**** DATA PROVIDED

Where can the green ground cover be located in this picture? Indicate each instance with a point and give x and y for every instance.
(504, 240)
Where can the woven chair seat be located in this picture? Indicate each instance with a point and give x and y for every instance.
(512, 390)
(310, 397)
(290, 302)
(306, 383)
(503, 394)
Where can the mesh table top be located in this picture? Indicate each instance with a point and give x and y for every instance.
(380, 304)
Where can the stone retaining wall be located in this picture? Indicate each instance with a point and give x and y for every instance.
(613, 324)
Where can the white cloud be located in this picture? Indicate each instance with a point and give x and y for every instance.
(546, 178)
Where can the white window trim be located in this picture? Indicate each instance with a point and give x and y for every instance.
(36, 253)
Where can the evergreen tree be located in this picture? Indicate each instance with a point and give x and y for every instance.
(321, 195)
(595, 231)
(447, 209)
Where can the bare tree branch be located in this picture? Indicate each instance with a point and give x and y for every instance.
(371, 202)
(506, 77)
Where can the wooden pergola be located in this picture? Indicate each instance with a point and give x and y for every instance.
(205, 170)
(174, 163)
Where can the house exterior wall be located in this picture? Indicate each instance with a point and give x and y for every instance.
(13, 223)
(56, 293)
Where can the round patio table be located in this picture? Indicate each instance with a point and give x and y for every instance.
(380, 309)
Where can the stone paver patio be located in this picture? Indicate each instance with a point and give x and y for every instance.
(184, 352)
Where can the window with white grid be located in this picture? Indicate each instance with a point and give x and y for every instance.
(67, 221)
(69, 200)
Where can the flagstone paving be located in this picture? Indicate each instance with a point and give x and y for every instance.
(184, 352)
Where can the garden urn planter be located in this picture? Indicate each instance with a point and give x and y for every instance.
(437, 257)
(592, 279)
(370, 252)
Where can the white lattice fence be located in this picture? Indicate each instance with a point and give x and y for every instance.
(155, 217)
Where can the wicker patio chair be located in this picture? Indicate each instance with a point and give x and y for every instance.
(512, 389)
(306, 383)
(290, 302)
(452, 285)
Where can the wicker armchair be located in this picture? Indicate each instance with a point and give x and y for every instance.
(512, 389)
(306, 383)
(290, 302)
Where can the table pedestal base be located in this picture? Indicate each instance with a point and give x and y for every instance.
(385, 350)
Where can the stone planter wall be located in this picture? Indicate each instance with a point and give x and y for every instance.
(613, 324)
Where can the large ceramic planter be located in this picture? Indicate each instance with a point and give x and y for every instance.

********

EXERCISE – Reproduce the listing exactly. Every line stays as it is.

EXERCISE RESULT –
Where can the green ground cover be located in this picture? Indicate each instance with a point and give x and y for every instance.
(504, 240)
Where can the woven chair seat be located in this picture? Indicate each instance with a point and give x and y for every instance.
(512, 390)
(310, 397)
(290, 302)
(306, 383)
(503, 394)
Where can the mesh table top be located in this picture? Indicate each instance with a point and give x and y for every instance.
(380, 304)
Where can the stone retaining wall be located in this picture? Indicate each instance with a point and give x and y for every instance.
(613, 324)
Where can the white cloud be located in this picture? Indicate each instance with a point and give x and y for every instance.
(546, 178)
Where can the white window trim be located in this picture? Indicate each instance with a point and give x and y for every instance.
(36, 253)
Where can the evergreen tree be located in this picture? Indicate each instance with a point and give x and y for every instance.
(321, 195)
(595, 231)
(447, 209)
Where can the bare tree branch be located in this picture? Indicate each instance with a point and give x and y for every instance.
(371, 202)
(506, 77)
Where can the wooden pergola be located in this picture? Indicate each instance with a point and give x and y for every instance.
(205, 170)
(174, 163)
Where can the house exterior wall be located in this picture? Indicate each instance with a point and give x and y for every instance.
(13, 223)
(56, 293)
Where can the round patio table be located in this picture? Indicate each instance with a point and give x and y for every instance.
(380, 309)
Where can the stone paver patio be located in this picture? Indicate each instance with a point and give x and y for every instance.
(184, 352)
Where can the window with white grid be located in this picture? Indicate each instance with a point and give x and y for every instance.
(67, 221)
(69, 200)
Where can the flagstone paving be located in this picture? Indicate each instance with a point and give x and y for every instance.
(184, 352)
Where can the garden urn planter be located in this picture? Indicate each instance with a point and give x and y for every instance.
(437, 257)
(592, 279)
(370, 252)
Where can the white lattice fence be located in this picture? Indicate each instance with a point and give x and y for every instance.
(155, 217)
Where can the wicker patio chair be located in this picture? Indicate each instance with a point and give x and y for every instance.
(512, 389)
(306, 383)
(290, 302)
(452, 285)
Where can the wicker armchair be located in this picture? Indicate each instance with a point and give x and y for every instance.
(512, 389)
(306, 383)
(290, 302)
Where can the table pedestal base be located in this picture? Indicate each instance with a point and give x and y for every instance.
(385, 350)
Where can the stone planter wall be located in this picture? Indicate each instance with a point and give x and y for every instance.
(613, 324)
Where can the large ceramic planter be located in this picture? Indicate each instance with a point and give x and y for every instance.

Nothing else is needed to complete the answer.